Weber call ethnic groups, those human groups that entertain a subjective
belief in their common decent, because of similarities of physical type or
of customs or of both, or because of memories of colonization or
migration. This is an attempt at a comprehensive definition and it will be
useful to draw attention to some of its implication.
Weber did not believe that shared
ethnicity of itself leads to group formation. It only facilitates group
formation, particularly in the political sphere. It is political
community, however it is organized, which appeals to share ethnicity and
bring it into action.
The social dimension of identity and identification may, as we have argued
be either chosen or imposed. Political communities of all shape and size
have sought to instill in their members a sentiment of belonging and a
belief in a common destiny.
Around the late eighteenth century and
early nineteenth a process was instated which replaced old loyalties to
the lord or the monarch by loyalty to the nation.

━━━━━━━━

According to the passage on ethnic groups, what replaced old loyalties to the lord or the monarch around the late eighteenth and early nineteenth century?

→ Source excerpt:
━━━━━━━━

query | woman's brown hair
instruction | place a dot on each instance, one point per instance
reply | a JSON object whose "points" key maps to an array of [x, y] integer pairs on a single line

━━━━━━━━

→ Solution to this exercise:
Loyalty to the nation.